Consigne 1:
D'après l'extrait du document, quelle date avait été fixée pour l'expiration de l'alliance ?

-------- Extrait du document --------

M. de Bismarck n’eut donc pas grand effort à faire pour de jouer les combinaisons autrichiennes. Il obtint du roi une interprétation plus conforme à l’esprit du traité, c’est-à-dire la promesse de déclarer la guerre à l’Autriche si l’Italie était attaquée[1], et cela lui suffit pour se réconcilier le cabinet de Florence et permettre au général de La Marmora de nous démontrer qu’il n’était plus en mesure de rompre l’alliance avec la Prusse et de dénoncer le traité. « L’empereur n’oubliera pas, écrivait-il à M. Nigra pour colorer son refus, qu’il nous a conseillé le traité avec la Prusse. »

Il ne restait plus dès lors qu’une seule chance au maintien de la paix, dont l’opinion publique faisait en quelque sorte un devoir au gouvernement de l’empereur, c’était de permettre à l’Italie, on s’en flattait du moins, de recouvrer la liberté de ses mouvemens au moyen d’un congrès, en faisant traîner les négociations jusqu’au 8 juillet, délai fixé à l’expiration de l’alliance. Mais il eût fallu qu’à Paris, à Saint-Pétersbourg et à Londres, les intérêts fussent identiques pour arrêter un programme, et l’imposer au besoin aux futurs belligérans. Le cabinet de Londres avait pris l’initiative d’une demande de désarmement; M. Drouyn de Lhuys jugea que la démarche réduite à ces termes resterait inefficace. Il pensait qu’il convenait d’aborder les questions de front et de rechercher dans un conseil international les élémens d’une entente.

-------- Enregistrements --------

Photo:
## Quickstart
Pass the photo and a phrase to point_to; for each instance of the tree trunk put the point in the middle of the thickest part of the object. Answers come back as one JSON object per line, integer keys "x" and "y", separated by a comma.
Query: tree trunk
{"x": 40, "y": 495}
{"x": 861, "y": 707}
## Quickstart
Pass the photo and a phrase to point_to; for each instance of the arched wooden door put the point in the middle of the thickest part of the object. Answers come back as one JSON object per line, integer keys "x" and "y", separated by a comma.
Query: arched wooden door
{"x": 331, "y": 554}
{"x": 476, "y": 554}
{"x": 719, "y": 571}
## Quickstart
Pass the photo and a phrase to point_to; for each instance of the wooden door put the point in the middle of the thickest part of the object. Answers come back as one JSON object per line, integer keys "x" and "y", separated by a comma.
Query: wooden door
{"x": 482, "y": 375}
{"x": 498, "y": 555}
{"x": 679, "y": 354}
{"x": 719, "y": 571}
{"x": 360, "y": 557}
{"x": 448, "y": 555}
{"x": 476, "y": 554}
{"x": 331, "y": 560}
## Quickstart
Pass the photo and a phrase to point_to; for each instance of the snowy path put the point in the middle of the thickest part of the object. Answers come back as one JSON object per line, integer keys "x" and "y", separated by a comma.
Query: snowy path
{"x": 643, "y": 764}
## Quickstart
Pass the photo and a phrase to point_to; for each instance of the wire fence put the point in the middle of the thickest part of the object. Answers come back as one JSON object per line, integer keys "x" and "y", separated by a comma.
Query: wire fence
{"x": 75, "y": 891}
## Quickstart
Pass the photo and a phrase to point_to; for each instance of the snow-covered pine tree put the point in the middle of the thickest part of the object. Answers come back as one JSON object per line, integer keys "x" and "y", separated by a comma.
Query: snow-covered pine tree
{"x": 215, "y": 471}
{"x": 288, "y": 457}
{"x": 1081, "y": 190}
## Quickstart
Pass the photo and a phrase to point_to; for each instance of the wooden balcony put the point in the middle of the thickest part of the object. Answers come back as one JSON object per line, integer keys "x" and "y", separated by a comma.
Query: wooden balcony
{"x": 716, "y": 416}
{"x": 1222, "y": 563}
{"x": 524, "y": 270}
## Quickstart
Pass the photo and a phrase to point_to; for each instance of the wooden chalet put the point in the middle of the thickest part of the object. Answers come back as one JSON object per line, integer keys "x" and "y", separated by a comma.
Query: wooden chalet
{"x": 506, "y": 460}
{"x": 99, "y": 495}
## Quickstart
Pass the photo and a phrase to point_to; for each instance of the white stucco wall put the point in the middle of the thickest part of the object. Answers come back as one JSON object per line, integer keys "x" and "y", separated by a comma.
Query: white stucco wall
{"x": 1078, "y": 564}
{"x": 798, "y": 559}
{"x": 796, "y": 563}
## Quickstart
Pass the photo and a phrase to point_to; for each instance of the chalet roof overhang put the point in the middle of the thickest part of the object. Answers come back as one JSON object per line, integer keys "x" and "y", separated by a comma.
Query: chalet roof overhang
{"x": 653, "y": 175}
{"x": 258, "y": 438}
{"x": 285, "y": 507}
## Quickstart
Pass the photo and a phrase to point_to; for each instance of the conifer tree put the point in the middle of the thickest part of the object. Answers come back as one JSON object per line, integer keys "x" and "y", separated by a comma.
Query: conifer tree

--------

Consigne 2:
Sélectionnez et recopiez chaque ligne des enregistrements qui contient la chaîne "arched". La casse compte.

Réponse 1:
Le 8 juillet.

Réponse 2:
Pass the photo and a phrase to point_to; for each instance of the arched wooden door put the point in the middle of the thickest part of the object. Answers come back as one JSON object per line, integer keys "x" and "y", separated by a comma.
Query: arched wooden door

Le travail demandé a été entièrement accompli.